▸ **WHAT NEEDS TO BE DONE**
Return every line of the material that contains the string "lizard". Case counts.

▸ **DATA IN THIS EXERCISE**
* * *

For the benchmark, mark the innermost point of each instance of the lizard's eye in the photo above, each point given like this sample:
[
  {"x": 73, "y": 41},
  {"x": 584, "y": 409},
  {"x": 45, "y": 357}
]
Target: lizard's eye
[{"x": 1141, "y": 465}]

* * *

▸ **CORRECT ANSWER**
For the benchmark, mark the innermost point of each instance of the lizard's eye in the photo above, each point given like this sample:
Target: lizard's eye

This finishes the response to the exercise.